[WHAT YOU HAVE TO DO] Copy the data from the line containing "provide the segmentation of microphone head, every" through the end of the data, changing "glasses frame" to "eyeglass frame" and keeping everything else the same.

Picture shape labeling data:

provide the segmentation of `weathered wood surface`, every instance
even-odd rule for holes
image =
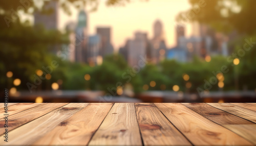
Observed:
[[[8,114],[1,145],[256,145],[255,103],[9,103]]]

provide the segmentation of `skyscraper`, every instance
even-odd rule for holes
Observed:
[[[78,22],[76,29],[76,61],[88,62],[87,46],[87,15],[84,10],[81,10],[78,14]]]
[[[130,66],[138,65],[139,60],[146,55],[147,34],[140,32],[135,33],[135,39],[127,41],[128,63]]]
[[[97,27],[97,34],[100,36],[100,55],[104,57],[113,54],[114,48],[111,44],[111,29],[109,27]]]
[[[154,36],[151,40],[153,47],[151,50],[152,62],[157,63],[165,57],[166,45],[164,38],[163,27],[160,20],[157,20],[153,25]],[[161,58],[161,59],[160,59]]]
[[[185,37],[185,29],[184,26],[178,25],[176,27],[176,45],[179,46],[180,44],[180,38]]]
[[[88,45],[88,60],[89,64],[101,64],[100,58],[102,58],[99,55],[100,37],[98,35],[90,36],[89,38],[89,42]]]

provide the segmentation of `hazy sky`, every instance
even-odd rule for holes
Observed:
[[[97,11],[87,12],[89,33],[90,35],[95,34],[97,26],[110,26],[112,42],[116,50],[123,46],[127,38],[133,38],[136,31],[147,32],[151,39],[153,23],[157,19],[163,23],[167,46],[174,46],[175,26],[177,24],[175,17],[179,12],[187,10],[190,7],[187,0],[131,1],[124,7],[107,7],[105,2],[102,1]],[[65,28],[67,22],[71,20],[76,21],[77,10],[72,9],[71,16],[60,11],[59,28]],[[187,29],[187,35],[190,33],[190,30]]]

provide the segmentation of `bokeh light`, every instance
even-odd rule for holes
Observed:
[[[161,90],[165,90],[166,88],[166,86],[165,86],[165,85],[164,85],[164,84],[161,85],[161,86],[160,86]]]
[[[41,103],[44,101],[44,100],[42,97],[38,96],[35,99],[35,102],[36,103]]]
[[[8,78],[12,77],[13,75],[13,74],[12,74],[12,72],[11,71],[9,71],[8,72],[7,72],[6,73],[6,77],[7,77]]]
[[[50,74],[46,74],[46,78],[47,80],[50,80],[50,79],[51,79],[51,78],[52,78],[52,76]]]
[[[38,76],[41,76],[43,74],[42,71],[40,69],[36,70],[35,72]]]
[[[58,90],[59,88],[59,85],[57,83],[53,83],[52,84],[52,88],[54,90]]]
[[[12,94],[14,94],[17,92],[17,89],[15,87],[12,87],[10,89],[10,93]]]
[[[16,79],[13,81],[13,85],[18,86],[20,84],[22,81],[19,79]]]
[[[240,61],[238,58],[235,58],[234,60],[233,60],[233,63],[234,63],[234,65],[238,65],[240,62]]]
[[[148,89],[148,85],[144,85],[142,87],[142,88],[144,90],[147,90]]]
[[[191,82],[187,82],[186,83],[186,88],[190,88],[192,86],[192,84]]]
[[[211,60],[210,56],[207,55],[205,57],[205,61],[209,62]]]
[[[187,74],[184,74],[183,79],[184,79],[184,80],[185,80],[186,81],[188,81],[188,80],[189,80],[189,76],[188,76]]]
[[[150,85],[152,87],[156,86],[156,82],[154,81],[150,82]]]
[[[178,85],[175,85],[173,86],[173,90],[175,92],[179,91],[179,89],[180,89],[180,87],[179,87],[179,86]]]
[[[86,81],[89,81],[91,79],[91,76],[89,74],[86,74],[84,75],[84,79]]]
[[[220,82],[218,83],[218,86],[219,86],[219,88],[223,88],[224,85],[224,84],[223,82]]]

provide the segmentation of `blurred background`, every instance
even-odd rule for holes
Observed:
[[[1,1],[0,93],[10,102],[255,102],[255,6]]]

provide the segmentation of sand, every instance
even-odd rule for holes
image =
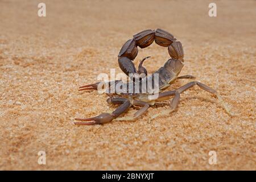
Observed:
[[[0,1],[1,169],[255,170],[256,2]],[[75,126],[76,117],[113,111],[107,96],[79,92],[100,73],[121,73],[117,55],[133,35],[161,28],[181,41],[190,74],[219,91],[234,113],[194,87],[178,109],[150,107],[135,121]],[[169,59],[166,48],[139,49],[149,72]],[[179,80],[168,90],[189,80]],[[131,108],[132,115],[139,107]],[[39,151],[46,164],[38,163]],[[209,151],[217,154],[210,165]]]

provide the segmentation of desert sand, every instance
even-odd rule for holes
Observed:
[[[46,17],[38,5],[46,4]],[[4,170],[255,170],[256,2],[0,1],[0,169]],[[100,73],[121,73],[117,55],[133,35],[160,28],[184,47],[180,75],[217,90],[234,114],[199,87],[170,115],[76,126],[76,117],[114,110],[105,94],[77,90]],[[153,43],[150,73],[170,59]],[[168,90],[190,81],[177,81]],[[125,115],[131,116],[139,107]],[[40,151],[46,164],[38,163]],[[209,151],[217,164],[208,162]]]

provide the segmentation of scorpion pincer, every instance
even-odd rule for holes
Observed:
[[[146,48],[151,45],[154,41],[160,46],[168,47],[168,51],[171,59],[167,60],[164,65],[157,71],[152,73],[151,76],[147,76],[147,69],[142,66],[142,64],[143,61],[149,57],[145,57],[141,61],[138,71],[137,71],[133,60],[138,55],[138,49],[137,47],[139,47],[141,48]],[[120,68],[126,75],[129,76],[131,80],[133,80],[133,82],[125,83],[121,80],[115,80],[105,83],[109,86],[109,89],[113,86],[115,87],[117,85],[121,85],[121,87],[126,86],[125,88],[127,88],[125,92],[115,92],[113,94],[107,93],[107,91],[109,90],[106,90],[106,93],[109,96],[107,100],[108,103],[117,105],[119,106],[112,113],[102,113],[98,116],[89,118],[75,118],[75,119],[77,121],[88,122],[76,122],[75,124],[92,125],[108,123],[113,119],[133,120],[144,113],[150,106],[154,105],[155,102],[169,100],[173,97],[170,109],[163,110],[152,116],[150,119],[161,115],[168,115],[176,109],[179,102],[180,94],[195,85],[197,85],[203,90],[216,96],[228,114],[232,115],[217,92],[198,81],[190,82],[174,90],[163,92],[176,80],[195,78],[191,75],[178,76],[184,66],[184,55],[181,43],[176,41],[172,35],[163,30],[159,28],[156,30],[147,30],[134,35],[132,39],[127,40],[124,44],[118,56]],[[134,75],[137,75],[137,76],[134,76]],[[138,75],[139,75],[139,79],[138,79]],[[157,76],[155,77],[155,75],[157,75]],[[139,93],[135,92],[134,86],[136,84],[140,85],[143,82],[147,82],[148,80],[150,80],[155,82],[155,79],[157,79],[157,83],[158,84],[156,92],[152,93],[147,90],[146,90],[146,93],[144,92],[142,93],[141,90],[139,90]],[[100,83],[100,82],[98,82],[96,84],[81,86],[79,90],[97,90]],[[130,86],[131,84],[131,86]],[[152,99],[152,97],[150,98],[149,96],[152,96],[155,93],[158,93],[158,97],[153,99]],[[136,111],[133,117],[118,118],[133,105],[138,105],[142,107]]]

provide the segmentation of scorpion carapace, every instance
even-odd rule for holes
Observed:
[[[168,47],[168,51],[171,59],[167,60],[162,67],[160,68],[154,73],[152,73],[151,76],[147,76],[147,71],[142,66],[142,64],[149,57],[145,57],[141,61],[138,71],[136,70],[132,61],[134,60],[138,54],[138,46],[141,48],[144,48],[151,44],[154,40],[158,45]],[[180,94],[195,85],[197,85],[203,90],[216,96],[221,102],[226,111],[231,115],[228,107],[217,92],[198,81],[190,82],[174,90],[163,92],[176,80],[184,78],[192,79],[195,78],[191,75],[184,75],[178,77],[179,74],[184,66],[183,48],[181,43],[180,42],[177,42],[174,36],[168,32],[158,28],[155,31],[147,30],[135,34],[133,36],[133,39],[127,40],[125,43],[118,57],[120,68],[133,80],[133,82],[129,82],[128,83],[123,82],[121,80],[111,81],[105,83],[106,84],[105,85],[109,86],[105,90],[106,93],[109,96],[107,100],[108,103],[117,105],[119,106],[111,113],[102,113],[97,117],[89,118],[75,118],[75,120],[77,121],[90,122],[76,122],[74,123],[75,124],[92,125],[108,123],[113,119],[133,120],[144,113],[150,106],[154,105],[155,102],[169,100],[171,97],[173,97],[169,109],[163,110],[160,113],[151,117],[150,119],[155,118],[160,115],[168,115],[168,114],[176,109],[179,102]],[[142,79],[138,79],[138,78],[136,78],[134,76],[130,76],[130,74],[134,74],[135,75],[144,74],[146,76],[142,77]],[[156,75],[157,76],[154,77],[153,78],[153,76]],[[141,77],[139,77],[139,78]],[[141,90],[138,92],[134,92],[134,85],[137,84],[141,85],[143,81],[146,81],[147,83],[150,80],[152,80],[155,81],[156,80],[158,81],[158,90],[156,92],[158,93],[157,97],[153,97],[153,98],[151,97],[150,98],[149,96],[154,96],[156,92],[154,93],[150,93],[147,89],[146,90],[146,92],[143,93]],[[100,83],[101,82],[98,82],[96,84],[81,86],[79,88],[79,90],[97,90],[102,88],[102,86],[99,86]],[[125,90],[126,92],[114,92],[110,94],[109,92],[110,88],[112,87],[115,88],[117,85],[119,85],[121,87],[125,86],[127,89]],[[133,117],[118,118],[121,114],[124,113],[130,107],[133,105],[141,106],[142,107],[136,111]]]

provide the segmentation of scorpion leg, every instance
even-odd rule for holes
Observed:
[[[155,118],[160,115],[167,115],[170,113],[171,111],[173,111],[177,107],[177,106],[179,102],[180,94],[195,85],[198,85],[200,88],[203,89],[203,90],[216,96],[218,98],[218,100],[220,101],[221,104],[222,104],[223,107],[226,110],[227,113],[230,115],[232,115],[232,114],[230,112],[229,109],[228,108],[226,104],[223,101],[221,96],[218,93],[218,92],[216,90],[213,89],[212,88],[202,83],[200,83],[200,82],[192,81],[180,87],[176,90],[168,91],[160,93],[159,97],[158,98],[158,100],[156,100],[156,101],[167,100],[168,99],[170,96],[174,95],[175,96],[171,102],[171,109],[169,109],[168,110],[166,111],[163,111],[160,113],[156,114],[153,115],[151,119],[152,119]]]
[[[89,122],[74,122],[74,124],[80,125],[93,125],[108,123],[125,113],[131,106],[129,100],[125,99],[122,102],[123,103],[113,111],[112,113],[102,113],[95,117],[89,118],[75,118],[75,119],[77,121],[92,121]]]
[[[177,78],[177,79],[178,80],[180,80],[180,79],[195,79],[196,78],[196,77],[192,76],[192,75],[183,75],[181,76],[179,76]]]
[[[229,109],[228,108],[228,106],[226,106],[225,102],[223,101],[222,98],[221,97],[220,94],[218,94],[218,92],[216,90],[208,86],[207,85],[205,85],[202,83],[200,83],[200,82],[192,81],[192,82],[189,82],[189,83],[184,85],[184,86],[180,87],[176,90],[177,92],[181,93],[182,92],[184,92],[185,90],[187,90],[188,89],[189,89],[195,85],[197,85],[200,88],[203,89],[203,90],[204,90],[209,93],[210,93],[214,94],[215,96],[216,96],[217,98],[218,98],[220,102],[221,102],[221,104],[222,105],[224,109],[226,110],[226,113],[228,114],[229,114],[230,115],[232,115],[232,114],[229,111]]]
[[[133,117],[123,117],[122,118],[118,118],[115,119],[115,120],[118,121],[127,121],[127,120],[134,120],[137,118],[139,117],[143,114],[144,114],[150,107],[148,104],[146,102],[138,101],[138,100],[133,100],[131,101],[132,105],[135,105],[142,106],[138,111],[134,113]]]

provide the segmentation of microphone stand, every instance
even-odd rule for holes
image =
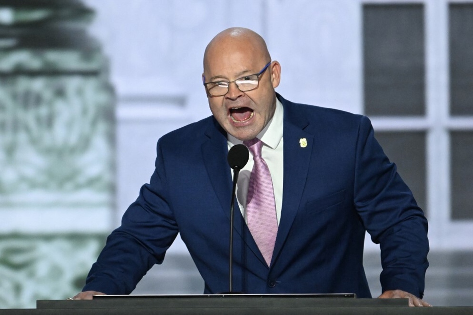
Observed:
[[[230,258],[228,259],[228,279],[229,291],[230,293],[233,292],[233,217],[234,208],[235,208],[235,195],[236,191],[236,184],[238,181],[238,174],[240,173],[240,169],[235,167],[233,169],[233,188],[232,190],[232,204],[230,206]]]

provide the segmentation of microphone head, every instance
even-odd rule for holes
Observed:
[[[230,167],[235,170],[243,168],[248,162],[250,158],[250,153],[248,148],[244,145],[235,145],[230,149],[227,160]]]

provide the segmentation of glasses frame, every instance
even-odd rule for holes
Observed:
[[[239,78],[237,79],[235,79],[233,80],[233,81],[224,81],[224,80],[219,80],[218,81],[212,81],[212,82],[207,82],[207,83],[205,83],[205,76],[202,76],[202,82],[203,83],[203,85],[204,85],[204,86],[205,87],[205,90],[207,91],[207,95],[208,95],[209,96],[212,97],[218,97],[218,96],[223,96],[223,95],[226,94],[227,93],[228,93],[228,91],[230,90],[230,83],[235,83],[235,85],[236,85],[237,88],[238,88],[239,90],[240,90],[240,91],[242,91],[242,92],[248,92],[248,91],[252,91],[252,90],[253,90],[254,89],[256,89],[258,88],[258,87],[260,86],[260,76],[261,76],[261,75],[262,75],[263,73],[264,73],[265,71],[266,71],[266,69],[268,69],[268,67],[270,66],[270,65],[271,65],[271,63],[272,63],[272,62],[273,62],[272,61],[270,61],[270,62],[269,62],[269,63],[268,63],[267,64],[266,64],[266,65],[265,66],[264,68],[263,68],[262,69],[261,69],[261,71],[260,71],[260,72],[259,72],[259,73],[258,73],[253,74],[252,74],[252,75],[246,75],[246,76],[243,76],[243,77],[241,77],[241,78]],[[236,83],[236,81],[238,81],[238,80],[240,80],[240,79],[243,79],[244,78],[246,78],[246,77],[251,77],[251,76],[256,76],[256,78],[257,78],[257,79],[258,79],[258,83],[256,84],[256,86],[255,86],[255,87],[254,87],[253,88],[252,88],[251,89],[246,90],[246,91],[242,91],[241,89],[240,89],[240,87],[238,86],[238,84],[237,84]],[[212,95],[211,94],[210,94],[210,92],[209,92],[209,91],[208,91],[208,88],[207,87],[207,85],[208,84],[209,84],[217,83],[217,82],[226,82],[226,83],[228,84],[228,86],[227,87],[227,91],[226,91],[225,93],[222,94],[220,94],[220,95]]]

[SOLUTION TO THIS EXERCISE]
provide the segmentation of microphone head, every instance
even-odd rule for holes
Observed:
[[[230,167],[235,170],[243,168],[248,162],[250,158],[250,153],[248,148],[244,145],[235,145],[230,149],[227,160]]]

provide the segmentation of eyeglass frame, every instance
even-odd rule for holes
Observed:
[[[239,78],[237,79],[235,79],[233,80],[233,81],[224,81],[224,80],[219,80],[218,81],[212,81],[212,82],[207,82],[207,83],[205,83],[205,76],[202,76],[202,82],[203,83],[203,85],[204,85],[204,86],[205,87],[205,90],[207,91],[207,95],[208,95],[209,96],[212,97],[218,97],[218,96],[223,96],[223,95],[226,94],[227,93],[228,93],[228,91],[230,90],[230,83],[235,83],[235,85],[236,85],[237,88],[238,88],[239,90],[240,90],[240,91],[242,91],[242,92],[248,92],[248,91],[252,91],[252,90],[253,90],[254,89],[256,89],[258,88],[258,87],[260,86],[260,76],[261,76],[261,75],[262,75],[263,73],[264,73],[265,71],[266,71],[266,69],[268,69],[268,67],[270,66],[270,65],[271,65],[271,63],[272,63],[272,62],[273,62],[272,61],[270,61],[270,62],[269,62],[269,63],[268,63],[267,64],[266,64],[266,65],[265,66],[264,68],[263,68],[262,69],[261,69],[261,71],[260,71],[260,72],[259,72],[259,73],[258,73],[253,74],[252,74],[252,75],[246,75],[246,76],[243,76],[243,77],[241,77],[241,78]],[[236,83],[236,81],[238,81],[238,80],[240,80],[240,79],[243,79],[244,78],[246,78],[246,77],[251,77],[251,76],[256,76],[256,78],[257,78],[257,79],[258,79],[258,83],[256,84],[256,86],[255,86],[255,87],[254,87],[253,88],[252,88],[251,89],[246,90],[246,91],[242,91],[241,89],[240,89],[240,87],[238,86],[238,84],[237,84]],[[212,95],[211,94],[210,94],[210,92],[209,92],[209,91],[208,91],[208,88],[207,87],[207,85],[208,84],[209,84],[217,83],[217,82],[226,82],[226,83],[228,84],[228,86],[227,87],[227,91],[226,91],[225,93],[222,94],[220,94],[220,95]]]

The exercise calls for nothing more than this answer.